Task brief: Copy the entries below word for word, starting at the first entry and ending with the line that contains "column 224, row 88". Leave the pictures out of your copy.

Material:
[start]

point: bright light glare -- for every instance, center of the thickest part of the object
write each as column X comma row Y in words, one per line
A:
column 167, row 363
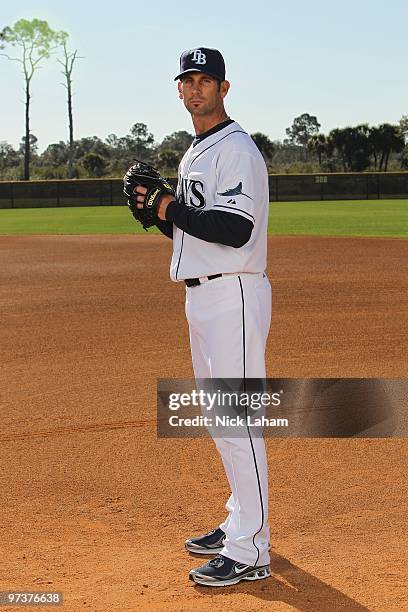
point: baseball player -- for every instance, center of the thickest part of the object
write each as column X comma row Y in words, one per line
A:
column 218, row 222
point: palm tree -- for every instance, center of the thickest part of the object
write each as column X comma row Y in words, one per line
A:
column 317, row 144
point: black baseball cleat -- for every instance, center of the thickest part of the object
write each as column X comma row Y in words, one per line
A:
column 208, row 544
column 223, row 571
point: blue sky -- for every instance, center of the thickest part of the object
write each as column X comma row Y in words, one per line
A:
column 344, row 62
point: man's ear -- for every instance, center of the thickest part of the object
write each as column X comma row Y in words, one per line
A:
column 224, row 88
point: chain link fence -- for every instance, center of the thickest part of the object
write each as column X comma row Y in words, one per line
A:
column 282, row 187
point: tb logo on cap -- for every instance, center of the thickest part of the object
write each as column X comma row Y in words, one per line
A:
column 199, row 57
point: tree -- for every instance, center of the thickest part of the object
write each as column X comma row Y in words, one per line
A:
column 353, row 146
column 302, row 129
column 318, row 144
column 33, row 144
column 94, row 164
column 36, row 41
column 55, row 155
column 140, row 142
column 169, row 152
column 384, row 140
column 403, row 126
column 67, row 64
column 177, row 141
column 265, row 146
column 9, row 157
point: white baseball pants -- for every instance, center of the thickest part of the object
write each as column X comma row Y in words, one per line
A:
column 229, row 319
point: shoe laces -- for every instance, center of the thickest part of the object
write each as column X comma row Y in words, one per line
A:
column 217, row 561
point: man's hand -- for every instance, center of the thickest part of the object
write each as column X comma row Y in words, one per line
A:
column 164, row 201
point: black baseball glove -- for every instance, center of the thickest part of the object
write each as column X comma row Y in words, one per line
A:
column 157, row 186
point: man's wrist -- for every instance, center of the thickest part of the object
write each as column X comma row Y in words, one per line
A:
column 165, row 201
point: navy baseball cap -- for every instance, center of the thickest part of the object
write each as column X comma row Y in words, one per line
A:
column 202, row 59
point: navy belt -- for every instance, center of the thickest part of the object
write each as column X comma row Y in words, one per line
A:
column 194, row 282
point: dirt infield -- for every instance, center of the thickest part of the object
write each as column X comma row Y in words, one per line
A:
column 95, row 506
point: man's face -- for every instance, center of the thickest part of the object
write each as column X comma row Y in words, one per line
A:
column 201, row 93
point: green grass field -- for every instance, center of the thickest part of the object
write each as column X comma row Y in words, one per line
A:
column 332, row 218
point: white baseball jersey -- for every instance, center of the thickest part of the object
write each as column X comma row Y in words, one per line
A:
column 226, row 172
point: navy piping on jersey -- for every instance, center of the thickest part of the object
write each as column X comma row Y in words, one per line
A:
column 248, row 428
column 214, row 143
column 181, row 250
column 233, row 208
column 189, row 168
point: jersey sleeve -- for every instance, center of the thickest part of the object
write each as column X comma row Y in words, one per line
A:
column 237, row 174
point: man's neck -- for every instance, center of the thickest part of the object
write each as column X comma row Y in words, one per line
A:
column 203, row 124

[end]

Exercise answer:
point: bright light glare -- for every instance, center of the thickest part of the object
write each as column X comma row Y in words, one per line
A:
column 167, row 363
point: baseball player -- for every instance, center of the thickest part of the object
write each as column X comma row Y in words, one per line
A:
column 218, row 222
point: palm tree -- for every instance, center of the thickest part of the object
write each as column X comma row Y in words, one per line
A:
column 317, row 144
point: black baseball cleat -- for every instance, center of the thickest part of the object
write each as column X comma row Y in words, one per line
A:
column 208, row 544
column 223, row 571
point: blue sky -- for every instance, center of the thickest part of the object
write each as column X comma row Y in words, one per line
A:
column 344, row 62
point: man's ear -- for every instance, center of the thickest part of the object
write each as column X comma row Y in words, one per line
A:
column 224, row 88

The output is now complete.